→ TASK GOAL:
Once the pictures are set aside, transcribe each line of the data exactly.

Referring expression pointing data:

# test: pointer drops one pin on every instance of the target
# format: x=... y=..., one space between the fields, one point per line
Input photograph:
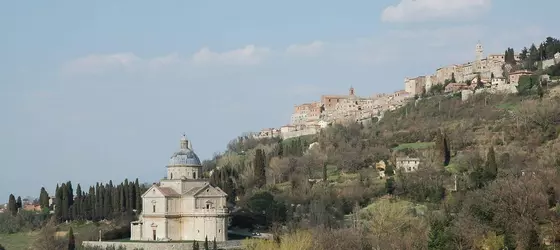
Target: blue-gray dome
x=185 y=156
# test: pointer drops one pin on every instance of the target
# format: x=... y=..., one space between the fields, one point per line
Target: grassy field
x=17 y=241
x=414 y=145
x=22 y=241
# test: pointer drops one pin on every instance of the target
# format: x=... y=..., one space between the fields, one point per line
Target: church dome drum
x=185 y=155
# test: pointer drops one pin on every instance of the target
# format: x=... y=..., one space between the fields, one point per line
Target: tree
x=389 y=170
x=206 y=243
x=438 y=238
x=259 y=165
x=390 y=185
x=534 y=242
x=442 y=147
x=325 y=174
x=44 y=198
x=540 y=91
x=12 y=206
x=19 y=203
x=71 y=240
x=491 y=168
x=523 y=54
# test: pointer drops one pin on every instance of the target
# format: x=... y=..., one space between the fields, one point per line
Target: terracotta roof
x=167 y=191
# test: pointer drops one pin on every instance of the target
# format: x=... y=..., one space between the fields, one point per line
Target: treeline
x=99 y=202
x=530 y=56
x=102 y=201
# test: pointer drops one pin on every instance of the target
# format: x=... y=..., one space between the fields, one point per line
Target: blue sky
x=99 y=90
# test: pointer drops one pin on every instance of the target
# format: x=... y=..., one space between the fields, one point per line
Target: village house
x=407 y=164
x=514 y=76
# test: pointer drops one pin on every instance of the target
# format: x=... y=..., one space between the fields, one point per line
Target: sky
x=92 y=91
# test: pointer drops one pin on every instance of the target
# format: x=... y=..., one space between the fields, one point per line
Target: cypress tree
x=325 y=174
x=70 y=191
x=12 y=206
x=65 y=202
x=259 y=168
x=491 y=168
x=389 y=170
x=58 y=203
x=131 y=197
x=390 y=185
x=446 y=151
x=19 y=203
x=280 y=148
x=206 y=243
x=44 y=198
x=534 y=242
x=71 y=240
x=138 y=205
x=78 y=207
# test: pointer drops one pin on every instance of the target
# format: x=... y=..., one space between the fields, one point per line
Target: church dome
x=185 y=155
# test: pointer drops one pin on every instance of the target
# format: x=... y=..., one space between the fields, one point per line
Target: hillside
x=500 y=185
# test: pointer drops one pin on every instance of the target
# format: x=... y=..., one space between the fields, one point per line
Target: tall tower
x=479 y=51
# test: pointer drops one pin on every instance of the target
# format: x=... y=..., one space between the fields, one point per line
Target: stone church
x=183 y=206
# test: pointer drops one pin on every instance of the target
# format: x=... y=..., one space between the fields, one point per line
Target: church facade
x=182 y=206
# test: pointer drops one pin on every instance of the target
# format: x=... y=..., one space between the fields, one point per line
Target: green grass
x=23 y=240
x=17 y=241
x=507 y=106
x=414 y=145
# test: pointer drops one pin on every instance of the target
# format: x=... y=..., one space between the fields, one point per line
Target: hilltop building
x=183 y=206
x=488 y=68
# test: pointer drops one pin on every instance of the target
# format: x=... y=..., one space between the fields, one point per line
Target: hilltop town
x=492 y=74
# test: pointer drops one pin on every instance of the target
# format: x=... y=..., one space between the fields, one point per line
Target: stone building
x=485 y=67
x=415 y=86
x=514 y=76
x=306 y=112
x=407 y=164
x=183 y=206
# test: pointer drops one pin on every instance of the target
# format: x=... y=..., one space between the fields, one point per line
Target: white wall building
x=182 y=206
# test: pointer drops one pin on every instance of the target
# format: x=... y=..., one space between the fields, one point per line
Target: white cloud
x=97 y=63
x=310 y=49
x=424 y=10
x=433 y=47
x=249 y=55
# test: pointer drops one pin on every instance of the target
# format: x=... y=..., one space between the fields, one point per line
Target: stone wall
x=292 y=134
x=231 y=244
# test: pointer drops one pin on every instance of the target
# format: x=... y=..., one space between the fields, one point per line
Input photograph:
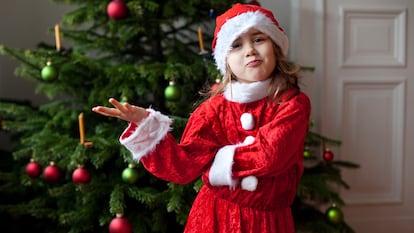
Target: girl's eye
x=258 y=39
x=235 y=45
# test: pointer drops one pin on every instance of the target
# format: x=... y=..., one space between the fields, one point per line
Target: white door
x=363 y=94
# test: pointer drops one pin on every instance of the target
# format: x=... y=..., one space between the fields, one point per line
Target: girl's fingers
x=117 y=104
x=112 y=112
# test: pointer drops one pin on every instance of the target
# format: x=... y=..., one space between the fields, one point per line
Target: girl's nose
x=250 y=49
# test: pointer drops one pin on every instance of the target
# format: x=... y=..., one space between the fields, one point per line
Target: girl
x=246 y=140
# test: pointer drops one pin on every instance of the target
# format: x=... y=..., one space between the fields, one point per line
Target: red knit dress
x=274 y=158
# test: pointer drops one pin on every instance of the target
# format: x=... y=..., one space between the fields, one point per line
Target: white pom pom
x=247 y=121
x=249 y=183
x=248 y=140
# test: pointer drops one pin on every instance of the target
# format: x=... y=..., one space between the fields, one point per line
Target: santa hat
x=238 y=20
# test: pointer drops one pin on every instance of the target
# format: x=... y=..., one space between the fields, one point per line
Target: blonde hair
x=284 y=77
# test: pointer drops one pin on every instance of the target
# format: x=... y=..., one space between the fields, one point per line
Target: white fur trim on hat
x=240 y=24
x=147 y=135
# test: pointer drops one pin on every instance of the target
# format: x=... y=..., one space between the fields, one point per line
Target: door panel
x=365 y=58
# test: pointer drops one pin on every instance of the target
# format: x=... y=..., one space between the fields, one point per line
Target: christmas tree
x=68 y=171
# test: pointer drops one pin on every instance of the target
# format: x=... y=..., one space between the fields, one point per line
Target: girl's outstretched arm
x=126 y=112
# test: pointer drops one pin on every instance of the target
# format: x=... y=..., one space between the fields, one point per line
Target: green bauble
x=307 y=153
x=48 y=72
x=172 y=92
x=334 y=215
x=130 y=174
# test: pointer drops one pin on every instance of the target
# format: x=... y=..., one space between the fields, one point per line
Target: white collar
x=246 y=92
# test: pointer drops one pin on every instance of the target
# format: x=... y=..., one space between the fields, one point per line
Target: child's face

→ SOLUTION BELOW:
# test: pointer drops one pin on every instance of the target
# format: x=... y=..., one space between the fields, one point per line
Input photograph:
Target: blue-gray dome
x=185 y=156
# test: pointer drops one pin on every instance of the target
# format: x=... y=..., one space between the fields, one point per line
Target: grassy field
x=17 y=241
x=414 y=145
x=22 y=241
# test: pointer drops one pin on every instance of the target
# format: x=... y=..., one space between the fields, one point per line
Target: church dome drum
x=185 y=155
# test: pointer drops one pin on every instance of the target
# format: x=... y=..., one space between the fields, one point per line
Target: tree
x=389 y=170
x=206 y=243
x=438 y=238
x=259 y=165
x=390 y=185
x=534 y=242
x=442 y=147
x=325 y=174
x=44 y=198
x=540 y=91
x=12 y=206
x=19 y=203
x=71 y=240
x=491 y=168
x=523 y=54
# test: pointer drops one pin on every instance of the target
# format: x=... y=..., one space between the fields, one point per line
Target: terracotta roof
x=167 y=191
# test: pointer drops one pin on every instance of the target
# format: x=... y=..., one space between the fields, one point per line
Target: treeline
x=99 y=202
x=530 y=56
x=102 y=201
# test: pointer drops one pin on every instance of the target
# format: x=... y=..., one space between the fields, one point per line
Target: blue sky
x=99 y=90
# test: pointer drops one pin on every instance of the target
# format: x=... y=..., one space between the fields, one point per line
Target: village house
x=407 y=164
x=514 y=76
# test: pointer drops one pin on every instance of the target
# format: x=... y=..., one space between the fields, one point per line
Target: sky
x=92 y=91
# test: pointer drops one pin on every instance of the target
# format: x=... y=..., one space between the fields, one point per line
Target: cypress tree
x=325 y=174
x=70 y=191
x=12 y=206
x=65 y=202
x=259 y=168
x=491 y=168
x=389 y=170
x=58 y=203
x=131 y=197
x=390 y=185
x=446 y=151
x=19 y=203
x=280 y=148
x=206 y=243
x=44 y=198
x=534 y=242
x=71 y=240
x=138 y=205
x=78 y=207
# test: pointer drops one pin on every instance of the target
# format: x=... y=..., one space between the fields, one point per line
Target: church dome
x=185 y=155
# test: pointer drops one pin on every instance of the target
# format: x=... y=..., one space between the fields, one point per line
Target: hillside
x=500 y=185
# test: pointer drops one pin on every instance of the target
# format: x=... y=..., one space between the fields, one point per line
Target: tall tower
x=479 y=51
# test: pointer drops one pin on every instance of the target
# format: x=... y=..., one space between the fields, one point per line
Target: stone church
x=183 y=206
# test: pointer drops one pin on every instance of the target
# format: x=... y=..., one space between the fields, one point per line
Target: church facade
x=182 y=206
# test: pointer drops one pin on every instance of the target
# format: x=... y=..., one space between the fields, one point per line
Target: green grass
x=23 y=240
x=17 y=241
x=507 y=106
x=414 y=145
# test: pointer drops one pin on every instance of the target
# format: x=... y=..., one space between the fields, one point per line
Target: hilltop building
x=183 y=206
x=488 y=68
# test: pointer drops one pin on every instance of the target
# format: x=... y=..., one space between the fields, one point per line
Target: hilltop town
x=492 y=74
# test: pointer drops one pin on every instance of the target
# format: x=... y=..., one space between the fields, one point per line
Target: stone building
x=485 y=67
x=415 y=86
x=514 y=76
x=306 y=112
x=407 y=164
x=183 y=206
# test: pointer drops one pin on every instance of the target
# format: x=... y=..., one space between the fields, one point per line
Target: white wall building
x=182 y=206
# test: pointer drops one pin on every instance of the target
# format: x=... y=..., one space between the fields, one point per line
Target: white cloud
x=97 y=63
x=310 y=49
x=424 y=10
x=433 y=47
x=249 y=55
# test: pointer drops one pin on every instance of the target
# format: x=... y=..., one space between the fields, one point per line
Target: stone wall
x=292 y=134
x=231 y=244
# test: pointer drops one pin on every instance of the target
# format: x=... y=..., one space between the fields, one point per line
Input photograph:
Target: girl's eye
x=258 y=39
x=235 y=45
# test: pointer drops one pin on every instance of the target
# format: x=... y=..., one space between the fields, one point per line
Target: white door
x=363 y=94
# test: pointer drops one pin on every instance of the target
# format: x=... y=..., one space between the fields, one point per line
Target: girl's fingers
x=117 y=104
x=112 y=112
# test: pointer drops one pin on every instance of the target
# format: x=... y=..., one space between the fields, one point per line
Target: girl's nose
x=250 y=49
# test: pointer drops one pin on every instance of the target
# format: x=... y=..., one space between the fields, one point per line
Target: girl
x=246 y=140
# test: pointer drops one pin on every instance of the target
# format: x=... y=..., one space between the fields, one point per line
Target: red knit dress
x=274 y=158
# test: pointer drops one pin on every instance of the target
# format: x=... y=..., one space between the fields, one point per line
Target: white pom pom
x=247 y=121
x=249 y=183
x=248 y=140
# test: pointer drops one pin on every instance of the target
# format: x=... y=..., one space between the fields, one point per line
Target: santa hat
x=238 y=20
# test: pointer drops one pin on every instance of the target
# format: x=... y=..., one space between the fields, one point per line
Target: blonde hair
x=284 y=77
# test: pointer drops one pin on every instance of the target
# format: x=... y=..., one space between the fields, one point per line
Target: white fur trim on hat
x=240 y=24
x=147 y=135
# test: pointer drops one pin on every instance of the target
# format: x=... y=..., one space between the fields, one point per line
Target: door panel
x=365 y=58
# test: pointer drops one pin on every instance of the target
# format: x=... y=..., one space between the fields, one point per line
Target: christmas tree
x=68 y=171
# test: pointer drops one pin on every instance of the target
# format: x=... y=..., one space between the fields, one point per line
Target: girl's outstretched arm
x=126 y=112
# test: pointer drops one pin on every instance of the target
# format: x=... y=..., one space between the fields, one point per line
Target: green bauble
x=307 y=153
x=48 y=72
x=172 y=92
x=334 y=215
x=130 y=174
# test: pointer drops one pin on every instance of the target
# format: x=... y=..., one space between the fields, one point per line
Target: white collar
x=246 y=92
# test: pointer drops one pin on every instance of the target
# format: x=... y=..., one space between the fields, one point per line
Target: child's face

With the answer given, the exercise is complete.